The expanding sets of measurements collected by IceBridge will continue to be invaluable for researchers to advance their understanding of how the Greenland and Antarctic ice sheets are contributing to sea level rise and how the changing polar sea ice impacts weather and climate.

For example, in 2017, scientists worldwide published studies that had used IceBridge data to look at ways to improve forecasts of sea ice conditions and to use satellites to map the depth of the layer of snow on top of sea ice, a key measurement in determining sea ice volume.

Regarding research on ice sheets and glaciers, 2017 saw further integration of Operation IceBridge’s ice height measurements into decades-long records that combine airborne and satellite data, as well as the use of combinations of datasets from multiple IceBridge instruments, including its radars and laser altimeter, into products such as an improved map of the bedrock underneath Greenland’s ice sheet, and studies that looked at the evolution of glaciers.

Since 2009, IceBridge has carried at least two major campaigns per year, in the Arctic and Antarctica, plus two smaller yearly sets of flights in Alaska. In 2017 the team overcame several logistical challenges in order to nearly double the number of campaigns flown compared to previous years.

“Working in new locations and with different airplanes as we did this year always presents a challenge, but we took them on in order to continue expanding our knowledge of some little-explored areas of the Arctic and Antarctic," Kurtz said.

» **Work to complete**:
[A] According to Kurtz in the Operation IceBridge passage, why did the team take on the challenge of working in new locations and with different airplanes? Answer in one to three sentences.
[B] In the Operation IceBridge passage, how many major campaigns per year has IceBridge carried out since 2009, and where?
[C] Write the next part of the passage on Operation IceBridge, starting right after its final sentence.

» **Source data**:
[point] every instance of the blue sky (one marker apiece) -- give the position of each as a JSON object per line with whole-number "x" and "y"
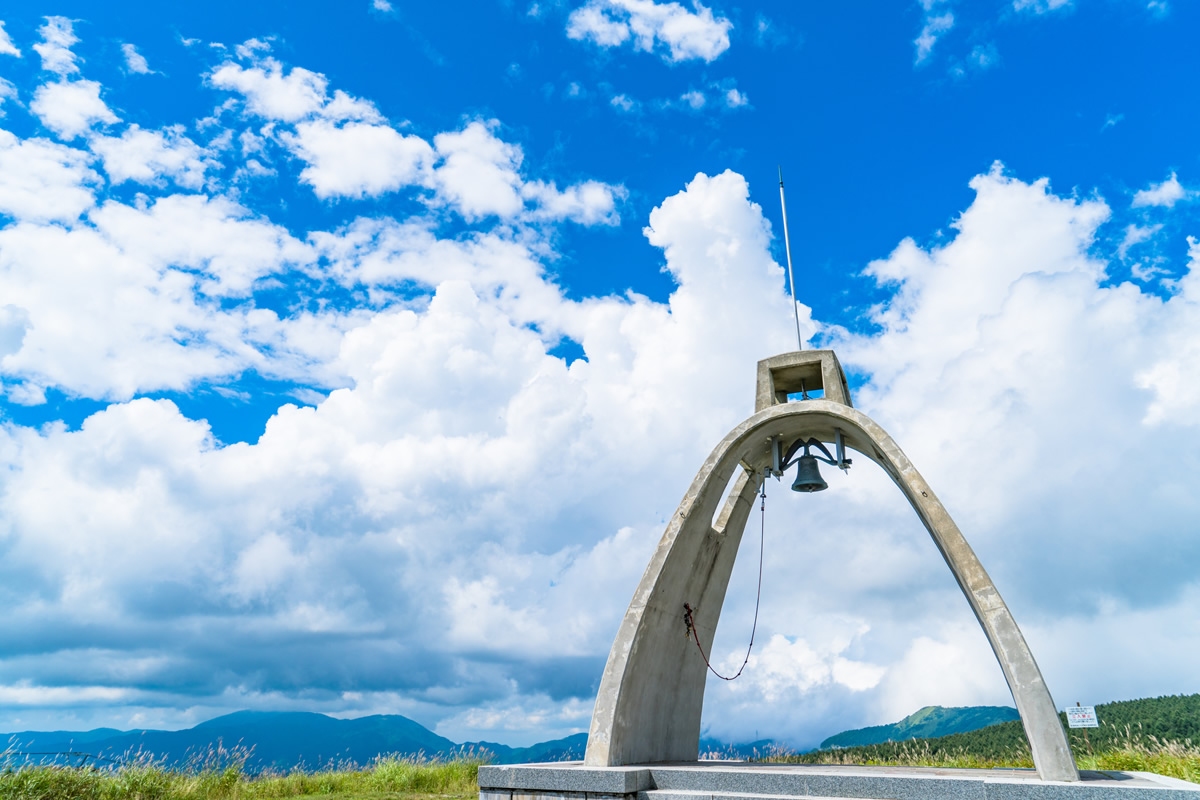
{"x": 352, "y": 355}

» **The replies**:
[A] The team took on those challenges to keep expanding knowledge of little-explored areas of the Arctic and Antarctic.

[B] At least two major campaigns per year, in the Arctic and Antarctica.

[C]
The first IceBridge campaign of the year was in the Arctic springtime. From Mar. 9 until May 12, the mission carried a total of 40 flights (14 over sea ice and 26 over land ice) from four sites: Thule Air Base and Kangerlussuaq in Greenland, Fairbanks in Alaska, and the Norwegian archipelago of Svalbard.

This was the first time IceBridge explored the Eurasian half of the Arctic Basin to collect data on sea ice and snow in a scarcely measured section of the Arctic Ocean and surrounding seas, along with surveys of a few glaciers in the Svalbard archipelago.

The airborne mission also collaborated with international teams in collecting and comparing measurements of snow and ice; partners included CryoVEx – a campaign to validate data collected by the European Space Agency’s (ESA) CryoSat-2 satellite, a group of European adventurers taking snow depth data while en route to the North Pole, ESA’s Sentinel-3A satellite, and a GPS survey near Summit Station, Greenland, designed to help with instrument calibration on upcoming missions, such as Ice, Cloud, and land Elevation Satellite-2 (ICESat-2), among others.

Next, the IceBridge scientists performed four sets of flights in the Arctic during the summer to measure how the melt season impacted Arctic sea and land ice.

In July, the mission carried six surveys out of Thule Air Base, in northwest Greenland, focusing on the older and thicker sea ice cover north of Greenland and in the Canadian Archipelago.

IceBridge also completed an experiment to determine how well the laser instrument could measure the depth of the aquamarine lakes of meltwater that form on the surface of the Greenland Ice Sheet and Arctic sea ice every summer.

Preliminary results indicate that the laser could penetrate more than thirty feet through these lakes, a first step to gauge the depth of these ponds.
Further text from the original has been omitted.